Given request 1:
Reproduce the stretch of the forum thread on typing heterogeneous unpacking from "1. there is" through "Literal[1]) -> str: ...".
Given request 2:
Write the next part of the forum thread on typing heterogeneous unpacking, picking up after its final line.

Of course not, this should be fixed by the type checkers, nor worked around by lying in the type stubs. These types don’t have an __iter__ method, so we shouldn’t pretend it does.

No, because of the above and also because it doesn’t get me closer to my goal of having precise typing for heterogeneous unpacking.

No, I’m not. I don’t control the code here, just the typing.

I think if Python decides to fully deprecate the old style iteration protocol, and instead decides to introduce a “fixed length heterogenous iterator” type that would solve the problem in the title, I would try to get that into pyo3, otherwise I’ll work with what exists.

2 Likes

I see. Then maybe define the tuple-inheriting class in a stub (.pyi) file?

That was never in question. After Kroppeb’s answer, the remaining issues here are:

  1. there is no way to express a heterogeneous collection in a type-safe way using the new-style iteration protocol.

  2. No type checkers correctly use overloads for the old-style iteration protocol. This should work:

    class MyTupleLike:
        def __new__(cls, _0: int, _1: str, /) -> Self: ...
        def __len__(self) -> Literal[2]: ...
        @overload
        def __getitem__(self, key: Literal[0]) -> int: ...
        @overload
        def __getitem__(self, key: Literal[1]) -> str: ...

Data listing:

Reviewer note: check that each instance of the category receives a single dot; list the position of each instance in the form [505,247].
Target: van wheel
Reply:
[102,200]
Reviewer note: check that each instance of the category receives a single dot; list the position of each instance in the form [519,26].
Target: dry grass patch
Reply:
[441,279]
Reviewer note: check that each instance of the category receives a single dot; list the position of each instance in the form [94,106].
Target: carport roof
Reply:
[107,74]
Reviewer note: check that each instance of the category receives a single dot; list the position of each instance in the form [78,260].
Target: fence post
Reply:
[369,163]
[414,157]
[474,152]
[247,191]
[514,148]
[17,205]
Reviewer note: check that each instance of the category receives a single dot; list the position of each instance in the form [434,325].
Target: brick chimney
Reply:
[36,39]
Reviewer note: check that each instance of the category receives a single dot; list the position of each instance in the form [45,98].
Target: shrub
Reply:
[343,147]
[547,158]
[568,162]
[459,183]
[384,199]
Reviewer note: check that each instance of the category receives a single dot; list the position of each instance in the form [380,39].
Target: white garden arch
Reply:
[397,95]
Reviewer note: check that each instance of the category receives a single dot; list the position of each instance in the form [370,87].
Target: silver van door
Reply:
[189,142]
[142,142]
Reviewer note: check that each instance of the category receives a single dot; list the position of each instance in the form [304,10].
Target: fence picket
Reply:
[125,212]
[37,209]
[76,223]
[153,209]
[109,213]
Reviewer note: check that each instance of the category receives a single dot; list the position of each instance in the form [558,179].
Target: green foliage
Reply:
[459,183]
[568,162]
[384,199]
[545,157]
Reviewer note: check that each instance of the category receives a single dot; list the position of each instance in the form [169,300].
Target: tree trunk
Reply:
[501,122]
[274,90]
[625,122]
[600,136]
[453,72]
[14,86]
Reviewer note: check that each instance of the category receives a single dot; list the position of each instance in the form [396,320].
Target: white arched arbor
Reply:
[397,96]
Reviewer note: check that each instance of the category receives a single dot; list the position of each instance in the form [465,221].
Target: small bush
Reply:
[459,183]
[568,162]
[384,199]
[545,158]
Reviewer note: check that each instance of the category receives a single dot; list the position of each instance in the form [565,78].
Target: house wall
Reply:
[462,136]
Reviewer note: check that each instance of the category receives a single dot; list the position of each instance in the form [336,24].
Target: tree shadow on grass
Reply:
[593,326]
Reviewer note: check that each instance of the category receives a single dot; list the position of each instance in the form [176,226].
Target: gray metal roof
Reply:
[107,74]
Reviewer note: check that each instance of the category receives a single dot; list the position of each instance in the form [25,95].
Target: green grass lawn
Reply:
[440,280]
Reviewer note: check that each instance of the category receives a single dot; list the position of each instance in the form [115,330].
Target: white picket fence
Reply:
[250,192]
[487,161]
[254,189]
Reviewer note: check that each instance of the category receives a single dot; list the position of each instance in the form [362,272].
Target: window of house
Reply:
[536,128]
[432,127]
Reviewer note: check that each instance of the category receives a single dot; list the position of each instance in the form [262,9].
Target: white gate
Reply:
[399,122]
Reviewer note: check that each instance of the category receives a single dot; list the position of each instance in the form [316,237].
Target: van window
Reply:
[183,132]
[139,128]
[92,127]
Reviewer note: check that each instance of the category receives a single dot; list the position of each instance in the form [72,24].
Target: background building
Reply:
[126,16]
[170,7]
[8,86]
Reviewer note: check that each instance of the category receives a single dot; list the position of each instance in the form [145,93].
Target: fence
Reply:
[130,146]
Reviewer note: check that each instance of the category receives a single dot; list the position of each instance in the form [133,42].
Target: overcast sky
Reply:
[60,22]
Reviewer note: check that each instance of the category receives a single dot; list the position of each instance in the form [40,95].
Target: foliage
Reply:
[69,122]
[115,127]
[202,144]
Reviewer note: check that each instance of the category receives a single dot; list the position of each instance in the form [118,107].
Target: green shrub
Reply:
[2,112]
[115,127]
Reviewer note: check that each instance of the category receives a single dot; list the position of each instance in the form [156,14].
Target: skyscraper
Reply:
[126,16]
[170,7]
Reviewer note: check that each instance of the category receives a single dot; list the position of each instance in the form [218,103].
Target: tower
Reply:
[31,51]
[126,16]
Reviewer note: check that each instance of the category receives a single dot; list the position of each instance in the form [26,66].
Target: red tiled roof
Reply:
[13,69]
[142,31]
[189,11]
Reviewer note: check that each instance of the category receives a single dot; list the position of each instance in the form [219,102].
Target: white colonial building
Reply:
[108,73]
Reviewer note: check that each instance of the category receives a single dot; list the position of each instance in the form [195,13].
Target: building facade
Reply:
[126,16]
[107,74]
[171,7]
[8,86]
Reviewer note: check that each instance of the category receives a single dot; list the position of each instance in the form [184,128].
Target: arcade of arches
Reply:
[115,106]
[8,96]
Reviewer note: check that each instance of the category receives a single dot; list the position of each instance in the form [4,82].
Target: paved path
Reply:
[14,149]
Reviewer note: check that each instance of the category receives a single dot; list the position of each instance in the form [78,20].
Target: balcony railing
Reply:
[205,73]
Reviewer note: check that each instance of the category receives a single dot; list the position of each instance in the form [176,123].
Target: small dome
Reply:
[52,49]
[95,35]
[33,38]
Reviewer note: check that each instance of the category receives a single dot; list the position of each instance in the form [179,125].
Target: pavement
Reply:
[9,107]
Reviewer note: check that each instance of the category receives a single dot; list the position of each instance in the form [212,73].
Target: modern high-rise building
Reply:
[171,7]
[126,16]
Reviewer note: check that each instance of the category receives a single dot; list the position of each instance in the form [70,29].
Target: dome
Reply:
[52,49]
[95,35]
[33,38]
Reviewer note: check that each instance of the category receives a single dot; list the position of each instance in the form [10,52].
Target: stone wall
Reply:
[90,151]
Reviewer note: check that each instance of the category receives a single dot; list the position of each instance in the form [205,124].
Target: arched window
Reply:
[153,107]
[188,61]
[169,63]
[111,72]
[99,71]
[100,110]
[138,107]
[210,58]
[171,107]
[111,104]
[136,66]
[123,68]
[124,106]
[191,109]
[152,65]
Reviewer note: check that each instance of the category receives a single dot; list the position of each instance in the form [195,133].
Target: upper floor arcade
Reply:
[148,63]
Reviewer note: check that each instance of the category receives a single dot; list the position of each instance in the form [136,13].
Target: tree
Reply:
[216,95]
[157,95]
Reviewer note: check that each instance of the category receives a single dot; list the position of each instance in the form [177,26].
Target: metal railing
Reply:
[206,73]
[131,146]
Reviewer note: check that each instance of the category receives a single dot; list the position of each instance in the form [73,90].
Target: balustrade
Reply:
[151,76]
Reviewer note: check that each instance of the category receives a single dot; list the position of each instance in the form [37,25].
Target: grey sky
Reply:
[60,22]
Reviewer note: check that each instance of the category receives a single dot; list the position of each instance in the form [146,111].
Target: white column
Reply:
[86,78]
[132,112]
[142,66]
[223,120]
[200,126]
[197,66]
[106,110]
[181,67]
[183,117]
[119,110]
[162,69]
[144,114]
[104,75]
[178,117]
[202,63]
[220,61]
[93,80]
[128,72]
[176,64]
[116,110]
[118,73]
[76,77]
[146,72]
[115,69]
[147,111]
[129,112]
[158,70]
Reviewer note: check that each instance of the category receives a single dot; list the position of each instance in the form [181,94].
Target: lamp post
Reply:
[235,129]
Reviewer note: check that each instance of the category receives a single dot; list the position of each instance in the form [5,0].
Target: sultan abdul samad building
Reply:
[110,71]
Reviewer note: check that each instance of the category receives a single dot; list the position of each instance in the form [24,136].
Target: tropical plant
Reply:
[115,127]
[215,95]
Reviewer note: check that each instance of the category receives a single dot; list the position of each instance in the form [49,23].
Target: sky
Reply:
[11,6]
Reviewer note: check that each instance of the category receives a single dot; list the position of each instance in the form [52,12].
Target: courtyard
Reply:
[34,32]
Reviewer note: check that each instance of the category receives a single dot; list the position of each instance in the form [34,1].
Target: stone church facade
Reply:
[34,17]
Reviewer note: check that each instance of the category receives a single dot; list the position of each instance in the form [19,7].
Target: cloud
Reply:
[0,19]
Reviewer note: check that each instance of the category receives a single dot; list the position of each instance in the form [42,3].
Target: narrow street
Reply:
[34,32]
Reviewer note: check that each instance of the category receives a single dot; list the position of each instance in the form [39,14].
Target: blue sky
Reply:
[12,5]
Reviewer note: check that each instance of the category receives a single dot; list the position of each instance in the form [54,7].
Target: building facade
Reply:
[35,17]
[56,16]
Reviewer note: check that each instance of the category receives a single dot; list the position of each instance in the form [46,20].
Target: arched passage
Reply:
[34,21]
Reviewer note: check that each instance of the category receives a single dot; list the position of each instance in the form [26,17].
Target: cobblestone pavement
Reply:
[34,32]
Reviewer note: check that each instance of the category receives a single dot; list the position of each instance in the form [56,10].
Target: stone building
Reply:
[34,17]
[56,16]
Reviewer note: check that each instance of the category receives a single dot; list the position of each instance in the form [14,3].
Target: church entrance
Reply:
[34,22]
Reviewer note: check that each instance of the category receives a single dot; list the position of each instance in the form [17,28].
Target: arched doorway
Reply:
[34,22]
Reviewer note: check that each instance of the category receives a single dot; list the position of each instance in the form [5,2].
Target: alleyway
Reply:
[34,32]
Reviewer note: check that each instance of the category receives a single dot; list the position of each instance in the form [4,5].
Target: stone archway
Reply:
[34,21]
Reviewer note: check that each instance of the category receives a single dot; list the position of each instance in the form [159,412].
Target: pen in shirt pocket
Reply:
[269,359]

Expected answer 1:
1. there is no way to express a heterogeneous collection in a type-safe way using the new-style iteration protocol.

  2. No type checkers correctly use overloads for the old-style iteration protocol. This should work:

    class MyTupleLike:
        def __new__(cls, _0: int, _1: str, /) -> Self: ...
        def __len__(self) -> Literal[2]: ...
        @overload
        def __getitem__(self, key: Literal[0]) -> int: ...
        @overload
        def __getitem__(self, key: Literal[1]) -> str: ...

Expected answer 2:
        @overload
        def __getitem__(self, key: int) -> int | str | Never: ...
    
    a, b = MyTupleLike(1, "2")
    assert_type(a, int)
    assert_type(b, str)
    

So the next steps should be:

  1. we should introduce something like typing.HeterogeneousIterator[*Types] which could be used for fixed-sized heterogeneous collections and variable-sized ones (like def __iter__(self) -> HeterogeneousIterator[str, *tuple[int, ...]])
  2. type checkers should be fixed to support the above test case.
1 Like

What @blhsing is suggesting is that in the .pyi stub file you make MyTupleLike inherit from tuple, even if that isn’t the case at runtime.

1 Like

lying about base classes can cause other problems, such as narrowing patterns not working correctly.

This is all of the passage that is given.